### EXTRAIT DU DOCUMENT:
━━━

Le sentiment qui domine à la lecture des deux jugements mentionnés ci-dessus est que le tribunal administratif a appliqué la loi alors que le Conseil d’État n’a pas vu les risques qui s’annonçaient. Quant à l’État, dûment averti de ces risques, il n’en a pas tenu compte. Tous les juristes ne sont toutefois pas d’accord sur cette conclusion : l’avocat spécialisé en droit de l’environnement, Arnaud Gossement, recommande la « prudence » à ceux qui prédisent que la décision d’appel ira dans le même sens que la décision de première instance, compte tenu, précisément, des décisions préalables qui ont validé le projet et du refus des juges de référé d’accepter un jugement en urgence.

━━━

### CONSIGNES:
1 - Dans l'extrait, quel avocat conseille la « prudence » et dans quel domaine est-il spécialisé ?
2 - Recopiez le passage de l'extrait qui va de « Le sentiment qui » à « jugement en urgence. ».

[Annotation de l'emplacement dans les images]
━━━

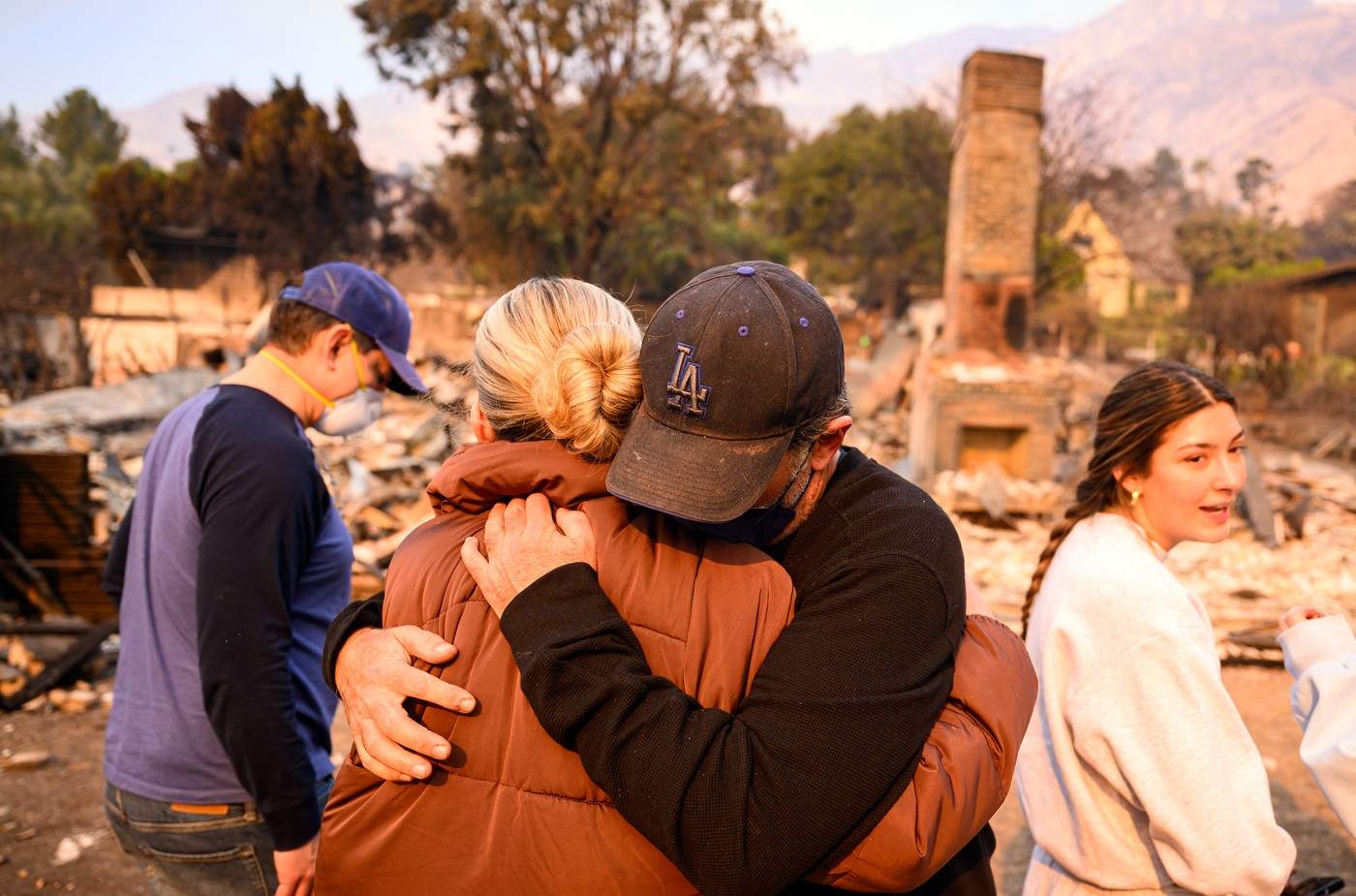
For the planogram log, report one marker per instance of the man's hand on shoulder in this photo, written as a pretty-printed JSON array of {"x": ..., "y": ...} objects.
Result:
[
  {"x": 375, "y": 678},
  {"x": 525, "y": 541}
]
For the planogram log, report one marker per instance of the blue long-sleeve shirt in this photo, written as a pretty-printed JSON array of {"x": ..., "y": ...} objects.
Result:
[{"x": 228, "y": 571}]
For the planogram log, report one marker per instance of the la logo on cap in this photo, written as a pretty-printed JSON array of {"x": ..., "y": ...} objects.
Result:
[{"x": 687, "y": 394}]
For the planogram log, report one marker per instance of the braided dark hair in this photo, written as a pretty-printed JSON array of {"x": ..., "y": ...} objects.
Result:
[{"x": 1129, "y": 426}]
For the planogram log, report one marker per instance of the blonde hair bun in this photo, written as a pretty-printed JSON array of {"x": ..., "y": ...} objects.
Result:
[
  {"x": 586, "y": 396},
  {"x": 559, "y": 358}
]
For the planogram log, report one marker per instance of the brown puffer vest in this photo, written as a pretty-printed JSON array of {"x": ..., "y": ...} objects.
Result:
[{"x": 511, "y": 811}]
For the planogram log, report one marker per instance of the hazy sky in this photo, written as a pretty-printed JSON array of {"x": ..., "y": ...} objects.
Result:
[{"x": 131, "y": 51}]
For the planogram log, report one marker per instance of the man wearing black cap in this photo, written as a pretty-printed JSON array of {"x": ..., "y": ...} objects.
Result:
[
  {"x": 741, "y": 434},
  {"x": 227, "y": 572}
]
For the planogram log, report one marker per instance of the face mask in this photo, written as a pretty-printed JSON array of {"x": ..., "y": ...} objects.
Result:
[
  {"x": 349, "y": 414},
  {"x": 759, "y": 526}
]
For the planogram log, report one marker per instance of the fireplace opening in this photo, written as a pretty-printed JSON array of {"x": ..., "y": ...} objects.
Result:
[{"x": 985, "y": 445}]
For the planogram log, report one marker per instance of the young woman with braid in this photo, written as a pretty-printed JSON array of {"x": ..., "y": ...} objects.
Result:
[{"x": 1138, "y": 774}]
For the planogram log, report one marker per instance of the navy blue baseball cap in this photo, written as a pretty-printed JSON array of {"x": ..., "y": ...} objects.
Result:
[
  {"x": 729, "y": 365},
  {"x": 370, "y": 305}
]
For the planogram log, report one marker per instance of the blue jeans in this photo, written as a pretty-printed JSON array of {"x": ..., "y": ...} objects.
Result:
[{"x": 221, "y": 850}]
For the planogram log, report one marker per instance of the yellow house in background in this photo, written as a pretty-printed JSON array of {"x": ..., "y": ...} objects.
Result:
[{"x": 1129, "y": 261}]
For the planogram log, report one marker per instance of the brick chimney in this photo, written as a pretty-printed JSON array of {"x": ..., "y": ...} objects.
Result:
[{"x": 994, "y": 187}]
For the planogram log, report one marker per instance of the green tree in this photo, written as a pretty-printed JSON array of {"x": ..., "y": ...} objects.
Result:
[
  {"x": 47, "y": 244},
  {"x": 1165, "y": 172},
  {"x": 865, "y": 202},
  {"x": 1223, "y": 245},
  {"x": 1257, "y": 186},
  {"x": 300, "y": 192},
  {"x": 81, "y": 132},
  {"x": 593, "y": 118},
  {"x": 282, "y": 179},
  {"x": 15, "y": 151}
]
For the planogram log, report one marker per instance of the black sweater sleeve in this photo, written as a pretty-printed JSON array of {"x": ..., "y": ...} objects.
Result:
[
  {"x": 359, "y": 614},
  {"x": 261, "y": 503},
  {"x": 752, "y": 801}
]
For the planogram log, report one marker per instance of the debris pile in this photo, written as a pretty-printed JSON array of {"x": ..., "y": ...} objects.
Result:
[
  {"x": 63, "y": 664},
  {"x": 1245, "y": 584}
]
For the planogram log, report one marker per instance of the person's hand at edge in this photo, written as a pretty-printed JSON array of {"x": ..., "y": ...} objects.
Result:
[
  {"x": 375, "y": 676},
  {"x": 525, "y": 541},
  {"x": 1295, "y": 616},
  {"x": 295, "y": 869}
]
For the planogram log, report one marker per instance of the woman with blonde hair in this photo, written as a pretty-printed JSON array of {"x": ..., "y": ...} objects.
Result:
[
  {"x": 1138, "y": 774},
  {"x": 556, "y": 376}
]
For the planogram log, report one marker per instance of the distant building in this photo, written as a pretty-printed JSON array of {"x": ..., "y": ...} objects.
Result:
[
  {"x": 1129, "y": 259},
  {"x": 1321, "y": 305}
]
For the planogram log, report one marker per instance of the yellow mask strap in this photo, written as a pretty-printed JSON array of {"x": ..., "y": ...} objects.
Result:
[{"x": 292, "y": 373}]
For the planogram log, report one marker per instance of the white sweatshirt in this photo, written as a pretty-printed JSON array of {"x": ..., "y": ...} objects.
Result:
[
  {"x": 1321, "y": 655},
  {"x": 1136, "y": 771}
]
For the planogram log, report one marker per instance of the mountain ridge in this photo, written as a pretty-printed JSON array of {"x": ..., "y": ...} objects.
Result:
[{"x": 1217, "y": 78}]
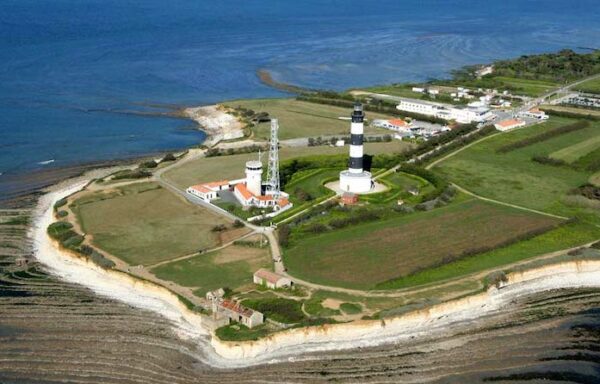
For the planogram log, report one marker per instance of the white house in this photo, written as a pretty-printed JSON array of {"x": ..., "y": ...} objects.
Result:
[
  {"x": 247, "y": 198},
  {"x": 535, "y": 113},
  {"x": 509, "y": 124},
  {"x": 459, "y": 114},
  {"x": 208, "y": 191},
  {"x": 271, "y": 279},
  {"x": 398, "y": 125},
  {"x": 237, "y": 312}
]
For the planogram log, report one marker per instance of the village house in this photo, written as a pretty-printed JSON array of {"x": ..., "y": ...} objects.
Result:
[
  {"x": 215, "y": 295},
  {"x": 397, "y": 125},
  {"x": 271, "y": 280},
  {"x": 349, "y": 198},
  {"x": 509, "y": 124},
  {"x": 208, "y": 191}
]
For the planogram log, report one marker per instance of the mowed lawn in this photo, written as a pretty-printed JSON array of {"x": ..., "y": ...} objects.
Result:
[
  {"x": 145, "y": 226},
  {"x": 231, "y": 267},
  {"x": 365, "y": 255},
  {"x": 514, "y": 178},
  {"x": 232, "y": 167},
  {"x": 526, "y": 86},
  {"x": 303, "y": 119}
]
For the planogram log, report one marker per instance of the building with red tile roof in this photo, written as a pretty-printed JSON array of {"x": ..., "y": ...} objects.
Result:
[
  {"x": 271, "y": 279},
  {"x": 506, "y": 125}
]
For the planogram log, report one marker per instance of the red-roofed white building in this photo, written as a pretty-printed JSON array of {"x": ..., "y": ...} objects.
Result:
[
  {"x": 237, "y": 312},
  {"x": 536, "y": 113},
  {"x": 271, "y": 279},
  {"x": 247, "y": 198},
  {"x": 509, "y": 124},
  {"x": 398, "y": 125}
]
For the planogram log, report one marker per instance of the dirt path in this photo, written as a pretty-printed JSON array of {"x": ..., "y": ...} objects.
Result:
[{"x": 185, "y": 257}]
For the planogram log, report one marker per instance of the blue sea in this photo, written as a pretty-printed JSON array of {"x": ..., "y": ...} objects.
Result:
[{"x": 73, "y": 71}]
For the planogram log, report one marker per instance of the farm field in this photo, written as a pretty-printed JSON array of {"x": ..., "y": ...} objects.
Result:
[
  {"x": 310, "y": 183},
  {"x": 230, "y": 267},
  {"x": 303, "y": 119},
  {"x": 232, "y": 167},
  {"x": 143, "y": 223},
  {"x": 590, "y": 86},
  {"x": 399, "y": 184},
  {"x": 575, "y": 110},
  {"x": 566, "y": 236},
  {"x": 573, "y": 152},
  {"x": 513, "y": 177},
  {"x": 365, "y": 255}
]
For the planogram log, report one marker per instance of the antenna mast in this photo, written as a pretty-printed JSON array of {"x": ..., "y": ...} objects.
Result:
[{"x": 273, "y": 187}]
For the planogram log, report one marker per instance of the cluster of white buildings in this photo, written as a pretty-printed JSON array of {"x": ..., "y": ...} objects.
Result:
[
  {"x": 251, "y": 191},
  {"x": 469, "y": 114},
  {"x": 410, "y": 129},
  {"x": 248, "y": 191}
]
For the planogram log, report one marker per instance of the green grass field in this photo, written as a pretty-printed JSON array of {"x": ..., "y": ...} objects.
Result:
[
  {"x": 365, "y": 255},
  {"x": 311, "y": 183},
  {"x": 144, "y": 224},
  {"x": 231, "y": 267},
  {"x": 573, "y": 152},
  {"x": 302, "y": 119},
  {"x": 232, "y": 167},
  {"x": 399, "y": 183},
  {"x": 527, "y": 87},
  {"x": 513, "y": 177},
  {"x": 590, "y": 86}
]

━━━

### LISTE DES RÉPONSES:
1 - Arnaud Gossement, spécialisé en droit de l'environnement.

2 -
Le sentiment qui domine à la lecture des deux jugements mentionnés ci-dessus est que le tribunal administratif a appliqué la loi alors que le Conseil d’État n’a pas vu les risques qui s’annonçaient. Quant à l’État, dûment averti de ces risques, il n’en a pas tenu compte. Tous les juristes ne sont toutefois pas d’accord sur cette conclusion : l’avocat spécialisé en droit de l’environnement, Arnaud Gossement, recommande la « prudence » à ceux qui prédisent que la décision d’appel ira dans le même sens que la décision de première instance, compte tenu, précisément, des décisions préalables qui ont validé le projet et du refus des juges de référé d’accepter un jugement en urgence.